## start

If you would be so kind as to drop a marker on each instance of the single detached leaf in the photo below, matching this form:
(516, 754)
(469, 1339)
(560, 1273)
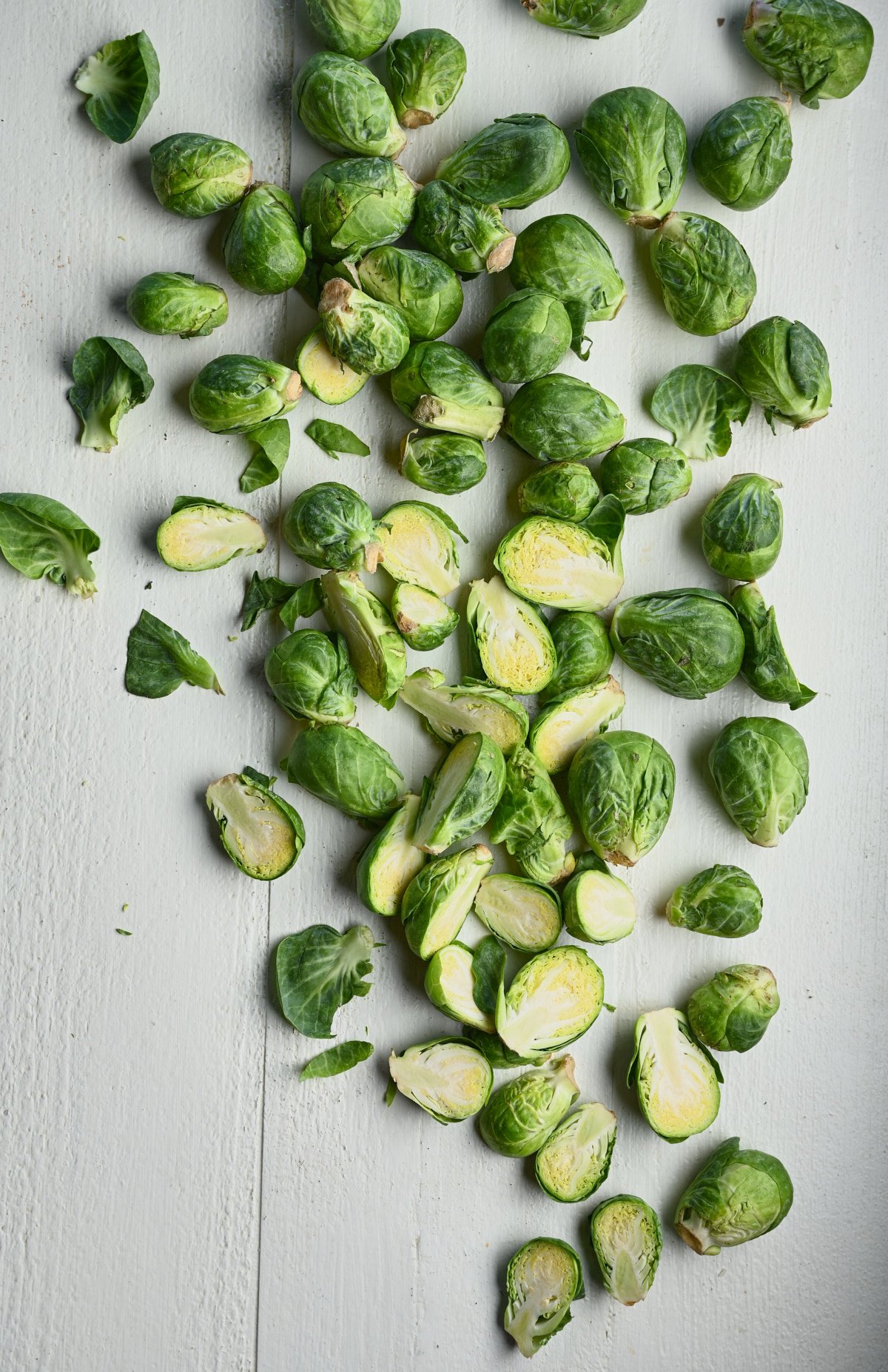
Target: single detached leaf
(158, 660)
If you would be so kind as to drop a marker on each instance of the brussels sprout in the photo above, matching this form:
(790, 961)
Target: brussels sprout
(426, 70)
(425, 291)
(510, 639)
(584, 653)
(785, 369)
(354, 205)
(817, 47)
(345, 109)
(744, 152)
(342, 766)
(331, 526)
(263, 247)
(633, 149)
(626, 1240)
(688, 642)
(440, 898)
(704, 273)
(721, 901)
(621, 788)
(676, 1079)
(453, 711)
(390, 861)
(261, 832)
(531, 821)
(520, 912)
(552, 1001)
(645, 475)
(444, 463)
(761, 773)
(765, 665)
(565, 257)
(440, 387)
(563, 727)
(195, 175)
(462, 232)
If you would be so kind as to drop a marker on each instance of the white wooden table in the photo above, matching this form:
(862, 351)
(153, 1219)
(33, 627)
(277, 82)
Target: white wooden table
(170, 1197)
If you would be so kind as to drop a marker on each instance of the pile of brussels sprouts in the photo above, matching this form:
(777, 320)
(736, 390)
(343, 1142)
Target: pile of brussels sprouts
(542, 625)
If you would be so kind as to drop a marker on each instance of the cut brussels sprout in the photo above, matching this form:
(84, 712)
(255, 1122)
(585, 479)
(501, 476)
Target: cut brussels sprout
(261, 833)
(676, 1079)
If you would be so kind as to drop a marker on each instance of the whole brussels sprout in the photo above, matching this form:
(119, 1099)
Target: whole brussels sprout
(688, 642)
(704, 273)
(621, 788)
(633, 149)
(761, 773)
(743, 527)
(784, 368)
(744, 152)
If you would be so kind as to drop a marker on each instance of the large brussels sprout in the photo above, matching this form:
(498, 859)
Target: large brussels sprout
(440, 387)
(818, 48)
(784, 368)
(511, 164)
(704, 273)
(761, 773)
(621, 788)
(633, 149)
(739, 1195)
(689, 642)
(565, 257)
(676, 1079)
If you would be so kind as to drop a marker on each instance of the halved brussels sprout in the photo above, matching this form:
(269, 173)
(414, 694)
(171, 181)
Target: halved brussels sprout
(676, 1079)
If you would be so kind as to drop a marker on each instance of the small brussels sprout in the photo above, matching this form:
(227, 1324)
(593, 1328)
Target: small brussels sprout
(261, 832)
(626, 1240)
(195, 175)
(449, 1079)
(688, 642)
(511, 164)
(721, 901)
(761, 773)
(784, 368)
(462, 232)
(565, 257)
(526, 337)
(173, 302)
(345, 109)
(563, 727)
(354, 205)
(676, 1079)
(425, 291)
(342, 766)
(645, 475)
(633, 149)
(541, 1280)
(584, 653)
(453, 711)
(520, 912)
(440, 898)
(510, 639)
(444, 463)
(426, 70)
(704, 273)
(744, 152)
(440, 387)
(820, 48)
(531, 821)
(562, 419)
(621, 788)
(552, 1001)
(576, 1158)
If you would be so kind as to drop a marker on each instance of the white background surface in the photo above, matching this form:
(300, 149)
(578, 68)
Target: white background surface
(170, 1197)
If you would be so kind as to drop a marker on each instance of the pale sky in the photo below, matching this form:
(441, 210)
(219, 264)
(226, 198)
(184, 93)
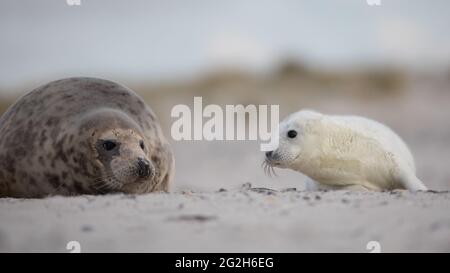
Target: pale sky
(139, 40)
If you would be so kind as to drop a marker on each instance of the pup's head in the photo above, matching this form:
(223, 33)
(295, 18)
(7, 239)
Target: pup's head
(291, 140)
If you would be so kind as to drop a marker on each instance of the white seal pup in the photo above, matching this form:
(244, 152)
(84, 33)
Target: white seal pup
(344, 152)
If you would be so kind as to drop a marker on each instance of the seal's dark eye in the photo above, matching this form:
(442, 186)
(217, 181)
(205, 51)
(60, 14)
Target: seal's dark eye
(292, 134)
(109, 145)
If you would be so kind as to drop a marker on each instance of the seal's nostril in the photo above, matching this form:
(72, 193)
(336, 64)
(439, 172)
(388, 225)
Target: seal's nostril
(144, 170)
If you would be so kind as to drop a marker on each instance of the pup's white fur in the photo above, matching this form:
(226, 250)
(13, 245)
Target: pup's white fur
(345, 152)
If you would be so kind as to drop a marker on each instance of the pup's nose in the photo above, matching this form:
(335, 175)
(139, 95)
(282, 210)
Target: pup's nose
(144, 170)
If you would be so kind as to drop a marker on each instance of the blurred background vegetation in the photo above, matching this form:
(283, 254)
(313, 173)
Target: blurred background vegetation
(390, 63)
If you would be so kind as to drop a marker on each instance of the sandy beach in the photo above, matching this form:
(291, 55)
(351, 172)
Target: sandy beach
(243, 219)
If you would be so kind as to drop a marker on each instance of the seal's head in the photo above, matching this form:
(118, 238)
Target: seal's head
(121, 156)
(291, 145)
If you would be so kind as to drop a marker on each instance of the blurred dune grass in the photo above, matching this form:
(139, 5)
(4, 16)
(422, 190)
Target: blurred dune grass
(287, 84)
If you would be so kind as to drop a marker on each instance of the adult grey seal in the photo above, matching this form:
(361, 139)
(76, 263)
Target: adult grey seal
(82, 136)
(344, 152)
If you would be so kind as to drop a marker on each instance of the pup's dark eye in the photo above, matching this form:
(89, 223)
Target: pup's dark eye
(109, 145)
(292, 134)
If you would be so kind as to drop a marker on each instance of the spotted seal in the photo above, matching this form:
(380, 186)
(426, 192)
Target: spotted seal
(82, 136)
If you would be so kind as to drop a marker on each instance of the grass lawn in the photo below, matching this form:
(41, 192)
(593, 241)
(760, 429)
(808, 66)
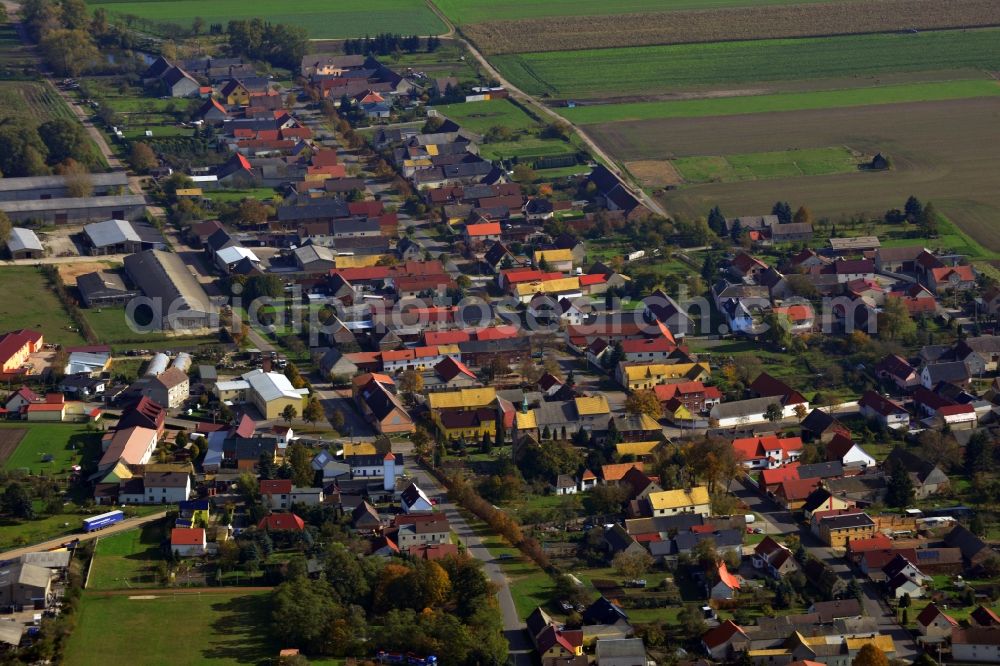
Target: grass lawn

## end

● TO DO
Reproduce every one of the rows above word for word, leaving out the pictures.

● SOLUTION FOR THIS TASK
If you would be so kind as to drop a marker on each instance of the single detached leaf in the photo below, matching this form:
(516, 754)
(469, 1339)
(560, 1273)
Target: single detached leaf
(158, 660)
If you would be so kind as to drop a marker on each instance of the brussels sprout in the photo above, matching this form:
(790, 961)
Target: brussels sprout
(426, 70)
(425, 291)
(510, 639)
(584, 653)
(785, 369)
(354, 205)
(817, 47)
(345, 109)
(744, 152)
(342, 766)
(331, 526)
(263, 247)
(633, 149)
(626, 1240)
(688, 642)
(440, 898)
(704, 273)
(721, 901)
(621, 788)
(676, 1079)
(453, 711)
(390, 861)
(261, 832)
(531, 821)
(520, 912)
(552, 1001)
(645, 475)
(444, 463)
(761, 773)
(765, 665)
(565, 257)
(440, 387)
(563, 727)
(195, 175)
(462, 232)
If you would be so kind as to drop a marker on each instance of the white wooden table in the photo above, matching this form:
(862, 351)
(153, 1219)
(33, 627)
(277, 82)
Target: white wooden table
(170, 1197)
If you would be so kind as to drop a marker on each instance of the pile of brussels sprouts in the photo above, matching this form:
(777, 320)
(736, 390)
(343, 1142)
Target: pile of brussels sprouts
(542, 625)
If you would be so kind as to drop a marker on each instance of the cut brussels sprout in the photo above, matching this form:
(84, 712)
(255, 1122)
(585, 479)
(501, 476)
Target: cut brussels sprout
(261, 833)
(676, 1079)
If you would be so kind as to drop a marker on each instance of the whole brussels sprout in the photo above, matching this form:
(119, 1099)
Target: whole brussels sprout
(688, 642)
(704, 273)
(621, 788)
(633, 149)
(761, 773)
(743, 527)
(784, 368)
(744, 152)
If you would be so kind as to drop a marker on each instance of the large brussels sprout in the photo above, matching this form:
(498, 859)
Target: large brussels sprout
(440, 387)
(818, 48)
(784, 368)
(511, 164)
(704, 273)
(761, 773)
(621, 788)
(633, 149)
(739, 1195)
(689, 642)
(565, 257)
(676, 1079)
If you would be so kind as to drop a marker on each instance of the halved brussels sprout in the photo above, matching this form:
(269, 173)
(414, 694)
(171, 181)
Target: halved brussels sprout
(676, 1079)
If you would be so kind as to drop a marker on each instance of the small brussels sprout in the photo above, matching this form:
(227, 1324)
(593, 1328)
Target: small brussels sprout
(261, 832)
(626, 1240)
(195, 175)
(449, 1079)
(688, 642)
(511, 164)
(721, 901)
(761, 773)
(784, 368)
(462, 232)
(565, 257)
(526, 337)
(173, 302)
(345, 109)
(563, 727)
(354, 205)
(676, 1079)
(425, 291)
(342, 766)
(645, 475)
(633, 149)
(541, 1280)
(584, 653)
(453, 711)
(520, 912)
(440, 898)
(510, 639)
(444, 463)
(426, 70)
(704, 273)
(744, 152)
(440, 387)
(820, 48)
(531, 821)
(562, 419)
(621, 788)
(552, 1001)
(576, 1158)
If you would be so kind as to drop a marker on each instance of the white background surface in the photo above, matching this form:
(300, 149)
(578, 68)
Target: white background surface
(170, 1197)
If you would be so kind as to drop a marker on each instance of the pale sky in the photo below, matching this form:
(441, 210)
(219, 264)
(226, 198)
(184, 93)
Target: pale sky
(139, 40)
If you would be so kind as to drop a marker on each instance of the pup's head in the photo above, matching this form:
(223, 33)
(295, 18)
(7, 239)
Target: pup's head
(291, 140)
If you would be so kind as to drop a marker on each instance of the white seal pup in the photo above, matching this form:
(244, 152)
(84, 33)
Target: white seal pup
(344, 152)
If you would be so kind as to drop a marker on each instance of the seal's dark eye in the photo above, matching this form:
(442, 186)
(217, 181)
(205, 51)
(60, 14)
Target: seal's dark eye
(292, 134)
(109, 145)
If you would be so kind as to drop a marker on each instance of the seal's nostril in the photo above, matching this form:
(72, 193)
(336, 64)
(439, 172)
(388, 225)
Target: seal's nostril
(144, 170)
If you would be so kind as to drop a marker on each instance of the pup's white fur in the photo above, matching this form:
(226, 250)
(13, 245)
Target: pup's white fur
(345, 152)
If you would be so kind as to drop a marker on each instance of the pup's nose in the photo above, matching this form:
(335, 175)
(139, 95)
(282, 210)
Target: pup's nose
(144, 170)
If you would be so kind as to drop a marker on each instance of the blurred background vegetation in the photo above, matching this form:
(283, 254)
(313, 173)
Target: blurred background vegetation
(390, 63)
If you would be so kind as to drop a marker on each instance of the sandy beach in the photo above, matching this form:
(291, 55)
(351, 172)
Target: sandy beach
(243, 219)
If you would be so kind as to drop a marker on each instance of the seal's head in the photo above, matching this form:
(118, 238)
Target: seal's head
(121, 156)
(291, 145)
If you would be so kind as to drop a marker on each instance of the blurred dune grass in the photo above, matching this form:
(139, 5)
(4, 16)
(422, 190)
Target: blurred dune grass
(287, 84)
If you would be so kind as to drop a marker on each instance of the adult grey seal in the photo above, matching this form:
(361, 139)
(76, 263)
Target: adult grey seal
(82, 136)
(344, 152)
If you would be so kind as to drop a marker on each instance of the pup's dark eye in the photo above, matching this form:
(89, 223)
Target: pup's dark eye
(109, 145)
(292, 134)
If you would be so kind as to drop a marker on each instance of the spotted seal in the photo above, matching this form:
(380, 186)
(426, 192)
Target: spotted seal
(82, 136)
If you would be so kind as to drop a marker on each instance of the grass lawn in the photo below, matching this form:
(41, 192)
(593, 241)
(760, 429)
(808, 66)
Target: grass lawn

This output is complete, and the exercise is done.